TASK DIRECTIONS
List every means of communication that the article about Logan McKechnie says he uses.

Most mothers would be delighted if their six-year-old son was always smiling and laughing.
But for Logan McKechnie’s mum, Abby James, his constantly happy nature is a reminder of the difficulties life holds for him. Logan, who lives in Ballywalter, County Down, has Angelman Syndrome, a chromosome disorder which causes severe learning difficulties and leaves him unable to speak.
One of the side-effects is that Logan is easily excited and almost permanently laughing or smiling. But the youngster also suffers from epilepsy and has daily seizures. He is extremely active, able to crawl and is very agile, and can pull himself to stand up, but the youngster has no sense of danger and, as well as being on multiple medications, he has to wear a helmet to protect his head.
Logan communicates by using a mixture of basic signs, picture boards and gestures. He gets very little sleep at night, which also has a profound effect on his parents and two-year-old sister Emily.
When his family heard about specialist equipment which would enable Logan to sleep in safety, they were thrilled, but then came the bad news that the local authority wouldn’t fund it. So they turned to Newlife Foundation, a national charity which helps disabled and terminally ill children, to help fund the equipment, which costs over £4,750.
The Safespace – a room within a room – is designed to give children like Logan a safe environment which can help calm him ready for sleep but also provide a safe environment when he wakes during the night.
Logan’s mum, Abby, said: “At the moment Logan is in a pen bed – a sort of pen over a small single bed – but it is very cramped and no longer suitable for him.
“He is physically very mobile, crawling and climbing, and the Safespace will keep him safe at night – he won’t be able to get out and turn on the cooker, or the taps, for instance. Because he has epilepsy there is a danger he may fall and hit his head on a hard surface, so this will mean he is safe, and give us peace of mind.”

SUPPLIED RECORDS
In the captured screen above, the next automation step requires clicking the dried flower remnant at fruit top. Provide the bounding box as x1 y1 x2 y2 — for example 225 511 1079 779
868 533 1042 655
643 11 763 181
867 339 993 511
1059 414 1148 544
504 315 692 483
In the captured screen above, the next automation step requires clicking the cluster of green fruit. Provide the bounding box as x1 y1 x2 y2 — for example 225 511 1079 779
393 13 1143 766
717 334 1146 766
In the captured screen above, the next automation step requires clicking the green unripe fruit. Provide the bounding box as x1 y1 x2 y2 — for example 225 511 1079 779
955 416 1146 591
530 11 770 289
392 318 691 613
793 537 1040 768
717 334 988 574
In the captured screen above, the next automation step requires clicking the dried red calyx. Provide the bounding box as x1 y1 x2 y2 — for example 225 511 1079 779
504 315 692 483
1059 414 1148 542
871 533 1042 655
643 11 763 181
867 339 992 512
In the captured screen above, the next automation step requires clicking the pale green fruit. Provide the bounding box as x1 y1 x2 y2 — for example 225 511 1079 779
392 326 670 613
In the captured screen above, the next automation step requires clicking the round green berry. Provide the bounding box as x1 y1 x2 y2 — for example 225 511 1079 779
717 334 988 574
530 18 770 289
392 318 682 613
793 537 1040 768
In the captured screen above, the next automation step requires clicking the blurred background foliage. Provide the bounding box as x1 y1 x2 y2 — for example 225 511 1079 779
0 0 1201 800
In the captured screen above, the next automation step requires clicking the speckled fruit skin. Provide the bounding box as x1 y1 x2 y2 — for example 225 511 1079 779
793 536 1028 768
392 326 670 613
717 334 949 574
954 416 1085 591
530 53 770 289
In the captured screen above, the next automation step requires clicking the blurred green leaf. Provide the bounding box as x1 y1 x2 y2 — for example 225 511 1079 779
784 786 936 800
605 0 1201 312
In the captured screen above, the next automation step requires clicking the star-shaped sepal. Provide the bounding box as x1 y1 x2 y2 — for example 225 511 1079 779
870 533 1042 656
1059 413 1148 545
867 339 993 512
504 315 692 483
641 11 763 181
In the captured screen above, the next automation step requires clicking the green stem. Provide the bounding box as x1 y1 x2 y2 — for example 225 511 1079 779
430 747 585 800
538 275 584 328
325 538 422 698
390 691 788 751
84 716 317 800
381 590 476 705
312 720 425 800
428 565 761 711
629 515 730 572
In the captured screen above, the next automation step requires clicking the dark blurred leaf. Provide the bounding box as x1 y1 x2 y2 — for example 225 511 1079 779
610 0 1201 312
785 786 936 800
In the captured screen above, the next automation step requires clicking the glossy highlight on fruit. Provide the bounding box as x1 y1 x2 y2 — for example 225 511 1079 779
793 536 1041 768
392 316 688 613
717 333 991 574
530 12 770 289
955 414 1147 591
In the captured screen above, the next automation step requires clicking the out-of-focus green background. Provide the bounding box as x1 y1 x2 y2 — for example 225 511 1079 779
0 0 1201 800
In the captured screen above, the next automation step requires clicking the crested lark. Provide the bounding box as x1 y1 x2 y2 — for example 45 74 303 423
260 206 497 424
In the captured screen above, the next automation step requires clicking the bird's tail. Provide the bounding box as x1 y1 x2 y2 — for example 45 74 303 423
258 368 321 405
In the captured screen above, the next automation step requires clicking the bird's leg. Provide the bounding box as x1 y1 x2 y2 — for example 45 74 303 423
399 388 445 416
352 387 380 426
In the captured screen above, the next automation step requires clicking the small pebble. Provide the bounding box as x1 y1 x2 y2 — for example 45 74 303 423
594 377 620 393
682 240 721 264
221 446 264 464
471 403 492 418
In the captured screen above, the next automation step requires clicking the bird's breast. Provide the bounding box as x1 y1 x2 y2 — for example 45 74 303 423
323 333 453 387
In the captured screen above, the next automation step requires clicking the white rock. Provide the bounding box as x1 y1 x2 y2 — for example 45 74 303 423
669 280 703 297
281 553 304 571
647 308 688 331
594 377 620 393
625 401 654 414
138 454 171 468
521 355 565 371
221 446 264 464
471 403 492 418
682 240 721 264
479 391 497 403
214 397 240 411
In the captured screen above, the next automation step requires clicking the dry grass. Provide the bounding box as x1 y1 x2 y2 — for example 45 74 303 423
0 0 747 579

PROBLEM SOLUTION
Basic signs, picture boards, gestures